- **RECORDS FOR THIS EXERCISE**:
_ _ _ _ _
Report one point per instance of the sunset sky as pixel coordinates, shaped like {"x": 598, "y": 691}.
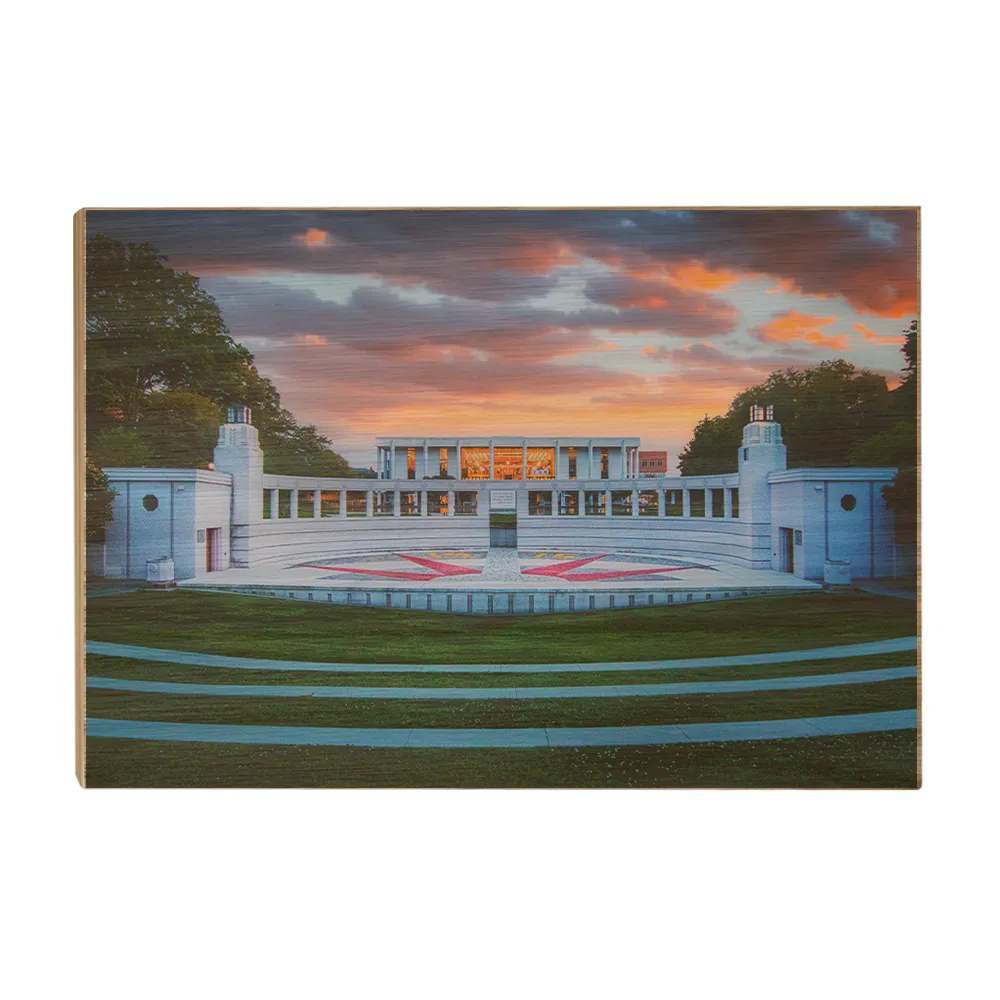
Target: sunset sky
{"x": 586, "y": 323}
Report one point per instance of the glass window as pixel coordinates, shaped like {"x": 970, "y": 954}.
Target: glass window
{"x": 475, "y": 463}
{"x": 541, "y": 463}
{"x": 593, "y": 503}
{"x": 507, "y": 463}
{"x": 466, "y": 503}
{"x": 540, "y": 502}
{"x": 621, "y": 503}
{"x": 569, "y": 502}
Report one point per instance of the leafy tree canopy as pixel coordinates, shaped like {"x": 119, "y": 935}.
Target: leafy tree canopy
{"x": 162, "y": 364}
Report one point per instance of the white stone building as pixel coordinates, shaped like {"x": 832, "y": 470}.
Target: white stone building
{"x": 566, "y": 492}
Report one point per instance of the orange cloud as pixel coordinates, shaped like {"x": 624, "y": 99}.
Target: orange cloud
{"x": 871, "y": 337}
{"x": 794, "y": 325}
{"x": 314, "y": 238}
{"x": 697, "y": 277}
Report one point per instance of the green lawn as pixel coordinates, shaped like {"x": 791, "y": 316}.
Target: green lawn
{"x": 182, "y": 673}
{"x": 274, "y": 629}
{"x": 850, "y": 699}
{"x": 866, "y": 760}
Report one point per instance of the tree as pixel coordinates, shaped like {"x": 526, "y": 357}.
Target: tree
{"x": 99, "y": 502}
{"x": 119, "y": 447}
{"x": 824, "y": 411}
{"x": 161, "y": 362}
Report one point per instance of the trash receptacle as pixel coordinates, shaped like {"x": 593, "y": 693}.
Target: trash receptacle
{"x": 160, "y": 571}
{"x": 837, "y": 573}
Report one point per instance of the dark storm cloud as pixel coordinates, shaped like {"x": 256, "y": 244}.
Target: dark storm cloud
{"x": 867, "y": 257}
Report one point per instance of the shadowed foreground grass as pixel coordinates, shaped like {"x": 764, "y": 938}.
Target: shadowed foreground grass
{"x": 883, "y": 696}
{"x": 866, "y": 760}
{"x": 289, "y": 630}
{"x": 183, "y": 673}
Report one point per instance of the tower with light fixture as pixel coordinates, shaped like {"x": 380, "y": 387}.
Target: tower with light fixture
{"x": 761, "y": 452}
{"x": 238, "y": 453}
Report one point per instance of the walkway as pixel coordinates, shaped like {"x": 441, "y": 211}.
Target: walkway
{"x": 423, "y": 694}
{"x": 713, "y": 732}
{"x": 907, "y": 644}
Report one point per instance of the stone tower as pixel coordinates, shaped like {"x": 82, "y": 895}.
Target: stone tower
{"x": 238, "y": 453}
{"x": 762, "y": 452}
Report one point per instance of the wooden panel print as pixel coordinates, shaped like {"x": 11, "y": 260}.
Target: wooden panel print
{"x": 290, "y": 420}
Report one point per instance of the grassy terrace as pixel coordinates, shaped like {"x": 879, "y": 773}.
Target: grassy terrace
{"x": 867, "y": 760}
{"x": 181, "y": 673}
{"x": 502, "y": 714}
{"x": 258, "y": 627}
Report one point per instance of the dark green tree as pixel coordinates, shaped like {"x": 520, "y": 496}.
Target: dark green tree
{"x": 824, "y": 411}
{"x": 159, "y": 358}
{"x": 99, "y": 502}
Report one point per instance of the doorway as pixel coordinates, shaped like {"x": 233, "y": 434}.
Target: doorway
{"x": 212, "y": 549}
{"x": 787, "y": 538}
{"x": 503, "y": 529}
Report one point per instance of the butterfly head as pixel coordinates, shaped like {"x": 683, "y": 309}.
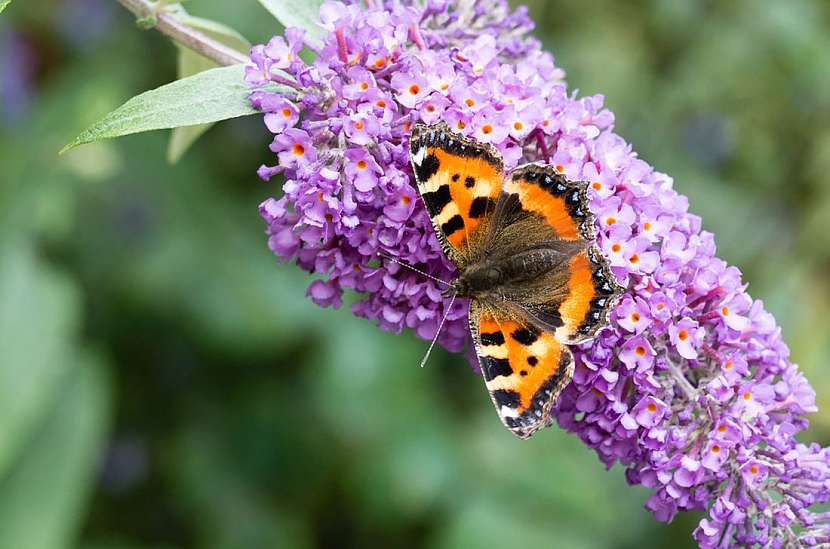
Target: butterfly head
{"x": 475, "y": 280}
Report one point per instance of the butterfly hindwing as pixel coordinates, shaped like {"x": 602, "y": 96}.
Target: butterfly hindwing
{"x": 460, "y": 181}
{"x": 551, "y": 211}
{"x": 547, "y": 285}
{"x": 524, "y": 367}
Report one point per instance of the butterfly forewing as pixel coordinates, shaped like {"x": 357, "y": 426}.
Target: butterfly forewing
{"x": 460, "y": 181}
{"x": 521, "y": 330}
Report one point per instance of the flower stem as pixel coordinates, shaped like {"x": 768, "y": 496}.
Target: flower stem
{"x": 167, "y": 23}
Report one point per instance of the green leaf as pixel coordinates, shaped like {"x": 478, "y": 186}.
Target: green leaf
{"x": 38, "y": 321}
{"x": 190, "y": 63}
{"x": 210, "y": 96}
{"x": 217, "y": 31}
{"x": 298, "y": 13}
{"x": 42, "y": 500}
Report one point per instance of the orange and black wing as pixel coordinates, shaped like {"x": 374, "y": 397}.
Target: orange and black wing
{"x": 539, "y": 208}
{"x": 524, "y": 367}
{"x": 460, "y": 181}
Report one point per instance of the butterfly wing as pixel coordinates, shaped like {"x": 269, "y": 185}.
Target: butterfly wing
{"x": 524, "y": 367}
{"x": 460, "y": 182}
{"x": 521, "y": 339}
{"x": 539, "y": 208}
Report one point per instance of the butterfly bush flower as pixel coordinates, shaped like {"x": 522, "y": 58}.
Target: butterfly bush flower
{"x": 690, "y": 387}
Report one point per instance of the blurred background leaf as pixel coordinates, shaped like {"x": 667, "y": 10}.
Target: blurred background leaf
{"x": 235, "y": 413}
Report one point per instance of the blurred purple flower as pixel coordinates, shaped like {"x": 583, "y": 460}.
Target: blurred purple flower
{"x": 689, "y": 388}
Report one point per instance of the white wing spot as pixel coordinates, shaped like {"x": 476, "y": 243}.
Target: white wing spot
{"x": 418, "y": 157}
{"x": 506, "y": 411}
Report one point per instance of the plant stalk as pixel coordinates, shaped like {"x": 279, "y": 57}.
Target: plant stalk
{"x": 167, "y": 24}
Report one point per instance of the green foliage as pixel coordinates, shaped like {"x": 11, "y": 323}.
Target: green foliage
{"x": 43, "y": 497}
{"x": 38, "y": 320}
{"x": 209, "y": 96}
{"x": 190, "y": 63}
{"x": 297, "y": 13}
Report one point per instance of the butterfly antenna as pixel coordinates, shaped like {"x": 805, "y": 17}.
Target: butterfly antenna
{"x": 441, "y": 325}
{"x": 419, "y": 271}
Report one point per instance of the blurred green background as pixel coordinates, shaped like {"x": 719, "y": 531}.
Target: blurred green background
{"x": 164, "y": 383}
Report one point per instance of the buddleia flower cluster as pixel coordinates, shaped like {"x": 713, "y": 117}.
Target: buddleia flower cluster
{"x": 690, "y": 387}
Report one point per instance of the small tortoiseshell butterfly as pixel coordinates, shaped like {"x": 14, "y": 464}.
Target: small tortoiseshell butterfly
{"x": 523, "y": 246}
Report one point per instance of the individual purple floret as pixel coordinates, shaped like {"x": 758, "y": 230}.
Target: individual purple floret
{"x": 689, "y": 387}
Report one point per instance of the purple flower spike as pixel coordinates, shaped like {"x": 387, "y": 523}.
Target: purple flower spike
{"x": 690, "y": 387}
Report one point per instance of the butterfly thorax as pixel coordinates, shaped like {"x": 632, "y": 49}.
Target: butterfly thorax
{"x": 486, "y": 277}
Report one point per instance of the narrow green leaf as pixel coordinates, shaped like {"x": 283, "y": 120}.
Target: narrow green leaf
{"x": 190, "y": 63}
{"x": 298, "y": 13}
{"x": 43, "y": 498}
{"x": 210, "y": 96}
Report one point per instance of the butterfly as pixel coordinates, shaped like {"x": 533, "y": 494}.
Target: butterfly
{"x": 523, "y": 245}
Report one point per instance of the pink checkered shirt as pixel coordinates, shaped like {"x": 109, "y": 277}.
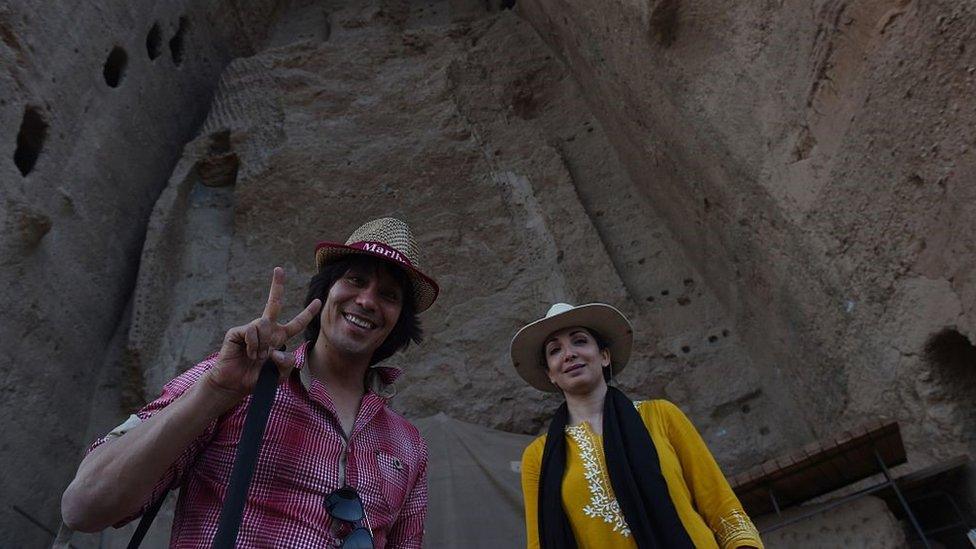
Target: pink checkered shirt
{"x": 299, "y": 464}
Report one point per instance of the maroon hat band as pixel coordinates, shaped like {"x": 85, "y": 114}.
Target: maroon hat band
{"x": 378, "y": 248}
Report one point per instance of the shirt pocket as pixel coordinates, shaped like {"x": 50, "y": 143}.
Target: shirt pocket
{"x": 394, "y": 478}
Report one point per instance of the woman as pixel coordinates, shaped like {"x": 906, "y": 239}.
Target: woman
{"x": 612, "y": 472}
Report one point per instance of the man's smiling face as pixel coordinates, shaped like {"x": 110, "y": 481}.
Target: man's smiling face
{"x": 361, "y": 309}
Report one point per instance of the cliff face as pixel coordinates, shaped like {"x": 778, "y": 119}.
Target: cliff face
{"x": 774, "y": 193}
{"x": 96, "y": 102}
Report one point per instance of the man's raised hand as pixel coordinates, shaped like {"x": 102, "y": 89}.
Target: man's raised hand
{"x": 245, "y": 348}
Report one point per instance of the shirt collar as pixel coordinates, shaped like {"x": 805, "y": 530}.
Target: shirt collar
{"x": 387, "y": 374}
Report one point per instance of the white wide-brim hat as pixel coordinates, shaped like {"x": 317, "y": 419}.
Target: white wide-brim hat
{"x": 389, "y": 239}
{"x": 609, "y": 323}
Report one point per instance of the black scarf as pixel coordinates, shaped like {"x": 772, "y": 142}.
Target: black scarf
{"x": 635, "y": 475}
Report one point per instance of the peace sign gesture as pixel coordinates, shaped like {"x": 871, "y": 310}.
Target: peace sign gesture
{"x": 245, "y": 348}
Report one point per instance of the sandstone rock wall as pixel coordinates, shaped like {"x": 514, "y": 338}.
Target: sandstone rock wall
{"x": 774, "y": 192}
{"x": 96, "y": 102}
{"x": 813, "y": 160}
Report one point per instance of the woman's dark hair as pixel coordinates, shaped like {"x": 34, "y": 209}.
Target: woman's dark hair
{"x": 406, "y": 329}
{"x": 601, "y": 344}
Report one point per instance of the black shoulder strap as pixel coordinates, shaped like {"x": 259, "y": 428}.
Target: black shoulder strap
{"x": 240, "y": 477}
{"x": 247, "y": 456}
{"x": 146, "y": 521}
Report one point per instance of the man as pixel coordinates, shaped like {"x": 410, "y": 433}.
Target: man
{"x": 330, "y": 433}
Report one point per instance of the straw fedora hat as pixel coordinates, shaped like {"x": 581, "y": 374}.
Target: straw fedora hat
{"x": 612, "y": 326}
{"x": 389, "y": 239}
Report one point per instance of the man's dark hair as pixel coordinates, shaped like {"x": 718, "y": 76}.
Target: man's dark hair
{"x": 406, "y": 329}
{"x": 601, "y": 344}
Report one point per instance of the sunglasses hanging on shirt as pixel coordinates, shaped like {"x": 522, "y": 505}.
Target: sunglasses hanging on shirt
{"x": 345, "y": 505}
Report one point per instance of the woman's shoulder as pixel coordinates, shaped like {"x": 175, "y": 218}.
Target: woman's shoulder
{"x": 533, "y": 452}
{"x": 663, "y": 409}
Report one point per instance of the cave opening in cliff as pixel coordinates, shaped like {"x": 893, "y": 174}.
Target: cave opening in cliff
{"x": 30, "y": 140}
{"x": 114, "y": 68}
{"x": 953, "y": 358}
{"x": 177, "y": 45}
{"x": 952, "y": 353}
{"x": 154, "y": 42}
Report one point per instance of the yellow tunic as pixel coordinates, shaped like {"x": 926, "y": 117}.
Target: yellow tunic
{"x": 705, "y": 503}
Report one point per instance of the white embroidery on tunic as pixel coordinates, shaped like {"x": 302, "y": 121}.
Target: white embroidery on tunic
{"x": 602, "y": 504}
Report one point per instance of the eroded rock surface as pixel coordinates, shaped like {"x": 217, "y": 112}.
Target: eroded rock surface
{"x": 775, "y": 193}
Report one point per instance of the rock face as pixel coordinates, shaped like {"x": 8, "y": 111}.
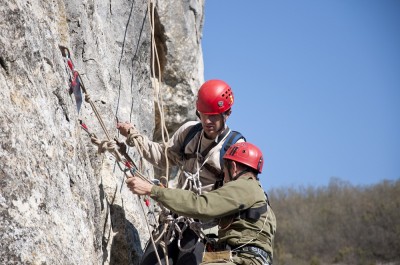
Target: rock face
{"x": 60, "y": 201}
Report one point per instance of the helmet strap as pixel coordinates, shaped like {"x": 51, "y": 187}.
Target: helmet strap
{"x": 241, "y": 173}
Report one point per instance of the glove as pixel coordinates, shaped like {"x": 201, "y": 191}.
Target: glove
{"x": 126, "y": 128}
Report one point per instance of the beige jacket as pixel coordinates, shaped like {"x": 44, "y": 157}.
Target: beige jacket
{"x": 154, "y": 153}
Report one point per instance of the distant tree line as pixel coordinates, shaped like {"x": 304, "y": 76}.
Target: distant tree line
{"x": 337, "y": 224}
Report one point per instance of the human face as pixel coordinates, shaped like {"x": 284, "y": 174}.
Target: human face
{"x": 212, "y": 124}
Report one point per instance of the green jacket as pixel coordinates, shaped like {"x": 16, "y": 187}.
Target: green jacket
{"x": 226, "y": 203}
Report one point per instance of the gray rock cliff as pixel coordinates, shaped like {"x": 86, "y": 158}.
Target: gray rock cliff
{"x": 60, "y": 201}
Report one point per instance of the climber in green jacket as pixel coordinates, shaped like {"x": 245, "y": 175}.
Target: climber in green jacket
{"x": 247, "y": 223}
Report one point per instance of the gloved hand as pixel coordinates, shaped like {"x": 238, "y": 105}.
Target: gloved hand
{"x": 126, "y": 128}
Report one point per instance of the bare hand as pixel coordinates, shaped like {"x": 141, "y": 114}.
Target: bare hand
{"x": 139, "y": 186}
{"x": 124, "y": 127}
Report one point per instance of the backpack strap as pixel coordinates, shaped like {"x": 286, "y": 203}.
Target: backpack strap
{"x": 192, "y": 132}
{"x": 254, "y": 214}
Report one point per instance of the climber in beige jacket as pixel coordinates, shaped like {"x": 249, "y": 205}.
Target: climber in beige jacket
{"x": 197, "y": 148}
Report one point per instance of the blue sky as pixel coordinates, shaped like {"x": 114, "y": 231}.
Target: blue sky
{"x": 316, "y": 84}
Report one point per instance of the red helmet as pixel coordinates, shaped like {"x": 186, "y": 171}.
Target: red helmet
{"x": 214, "y": 97}
{"x": 247, "y": 154}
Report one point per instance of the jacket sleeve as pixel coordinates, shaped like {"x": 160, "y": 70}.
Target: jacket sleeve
{"x": 227, "y": 200}
{"x": 155, "y": 152}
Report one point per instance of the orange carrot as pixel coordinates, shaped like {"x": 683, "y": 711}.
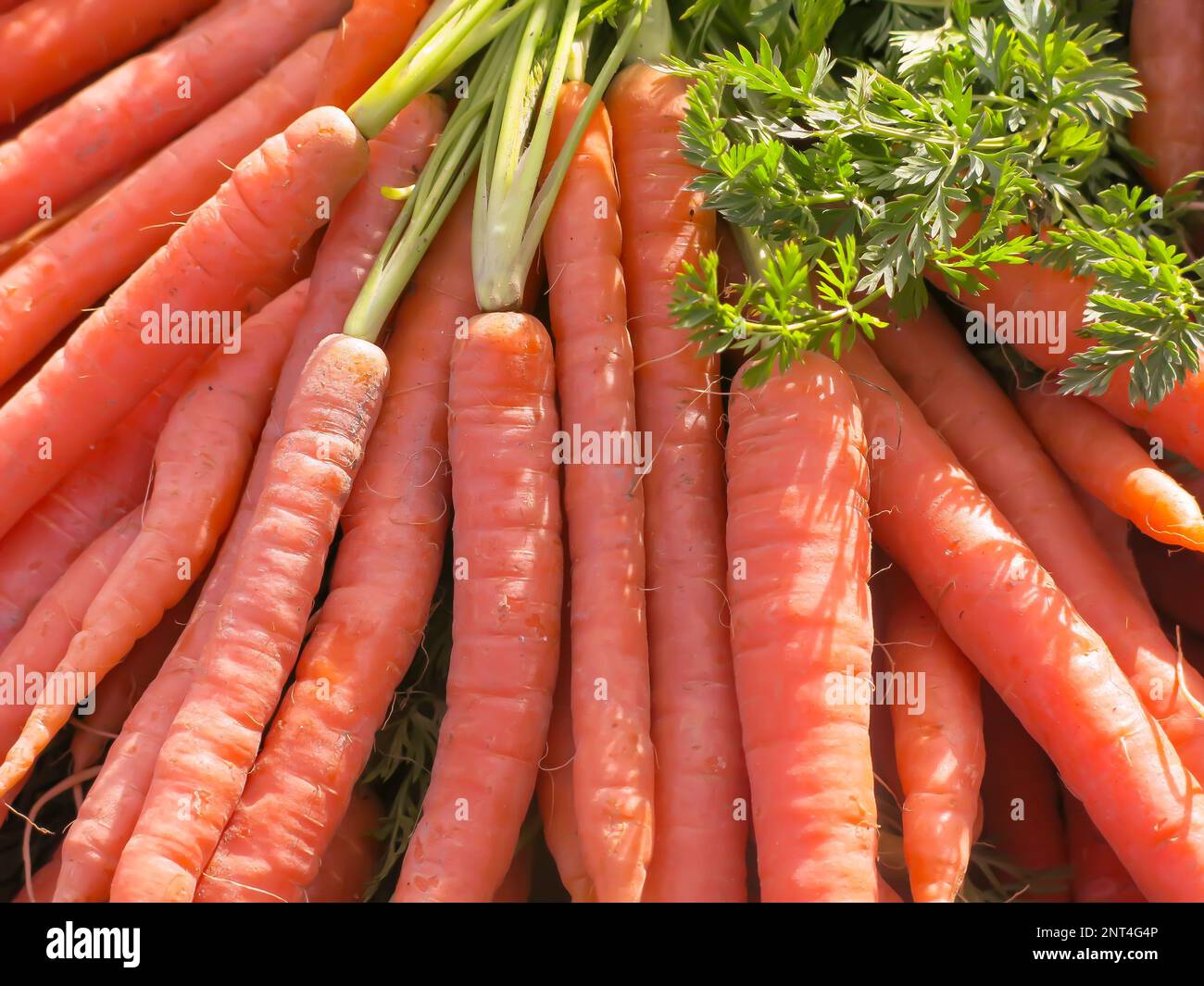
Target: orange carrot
{"x": 986, "y": 432}
{"x": 96, "y": 251}
{"x": 802, "y": 636}
{"x": 1099, "y": 454}
{"x": 349, "y": 862}
{"x": 701, "y": 781}
{"x": 506, "y": 617}
{"x": 49, "y": 44}
{"x": 147, "y": 101}
{"x": 1007, "y": 616}
{"x": 200, "y": 464}
{"x": 554, "y": 789}
{"x": 215, "y": 736}
{"x": 613, "y": 766}
{"x": 372, "y": 35}
{"x": 109, "y": 481}
{"x": 120, "y": 690}
{"x": 1167, "y": 49}
{"x": 1020, "y": 803}
{"x": 270, "y": 206}
{"x": 48, "y": 631}
{"x": 938, "y": 743}
{"x": 111, "y": 809}
{"x": 1097, "y": 876}
{"x": 388, "y": 565}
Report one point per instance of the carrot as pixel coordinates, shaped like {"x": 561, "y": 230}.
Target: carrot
{"x": 91, "y": 256}
{"x": 111, "y": 809}
{"x": 984, "y": 430}
{"x": 1172, "y": 578}
{"x": 1112, "y": 533}
{"x": 257, "y": 218}
{"x": 516, "y": 888}
{"x": 349, "y": 862}
{"x": 1099, "y": 454}
{"x": 49, "y": 44}
{"x": 506, "y": 617}
{"x": 120, "y": 690}
{"x": 109, "y": 481}
{"x": 1020, "y": 803}
{"x": 147, "y": 101}
{"x": 802, "y": 634}
{"x": 1167, "y": 49}
{"x": 938, "y": 745}
{"x": 701, "y": 780}
{"x": 200, "y": 464}
{"x": 1097, "y": 876}
{"x": 613, "y": 766}
{"x": 215, "y": 736}
{"x": 388, "y": 565}
{"x": 1007, "y": 616}
{"x": 48, "y": 631}
{"x": 554, "y": 788}
{"x": 372, "y": 35}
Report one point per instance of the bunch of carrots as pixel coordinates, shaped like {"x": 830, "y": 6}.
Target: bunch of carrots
{"x": 377, "y": 526}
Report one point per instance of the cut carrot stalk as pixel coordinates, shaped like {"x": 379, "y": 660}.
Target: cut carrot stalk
{"x": 213, "y": 740}
{"x": 388, "y": 565}
{"x": 349, "y": 862}
{"x": 502, "y": 424}
{"x": 1007, "y": 616}
{"x": 1099, "y": 454}
{"x": 938, "y": 744}
{"x": 147, "y": 101}
{"x": 1020, "y": 805}
{"x": 271, "y": 205}
{"x": 49, "y": 44}
{"x": 802, "y": 632}
{"x": 370, "y": 39}
{"x": 613, "y": 765}
{"x": 984, "y": 429}
{"x": 201, "y": 460}
{"x": 111, "y": 809}
{"x": 109, "y": 481}
{"x": 699, "y": 769}
{"x": 48, "y": 631}
{"x": 96, "y": 251}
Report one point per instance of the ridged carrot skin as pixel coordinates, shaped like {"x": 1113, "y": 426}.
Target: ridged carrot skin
{"x": 357, "y": 231}
{"x": 1167, "y": 49}
{"x": 1098, "y": 453}
{"x": 201, "y": 460}
{"x": 213, "y": 740}
{"x": 109, "y": 481}
{"x": 53, "y": 621}
{"x": 938, "y": 745}
{"x": 268, "y": 208}
{"x": 371, "y": 37}
{"x": 983, "y": 428}
{"x": 613, "y": 767}
{"x": 1097, "y": 877}
{"x": 96, "y": 251}
{"x": 350, "y": 860}
{"x": 802, "y": 632}
{"x": 49, "y": 44}
{"x": 372, "y": 620}
{"x": 506, "y": 617}
{"x": 1020, "y": 805}
{"x": 149, "y": 100}
{"x": 699, "y": 768}
{"x": 1007, "y": 616}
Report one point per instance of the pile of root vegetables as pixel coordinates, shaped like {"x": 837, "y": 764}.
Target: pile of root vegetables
{"x": 450, "y": 454}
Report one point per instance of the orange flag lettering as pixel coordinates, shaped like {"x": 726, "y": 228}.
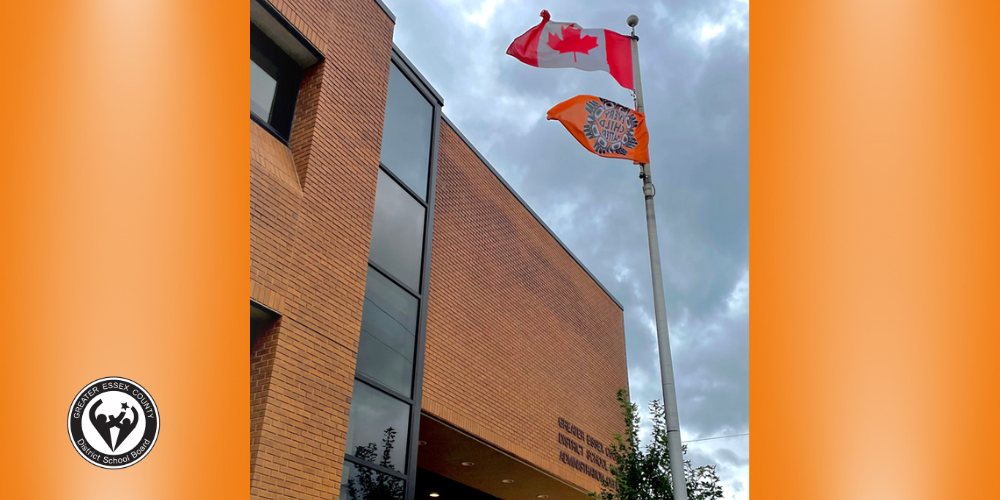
_ _ _ _ _
- **DO THIS**: Count the lines in the records that contain the string "leafy", matching case exactly, and reply with only the number.

- **WRITTEN SOLUTION**: 2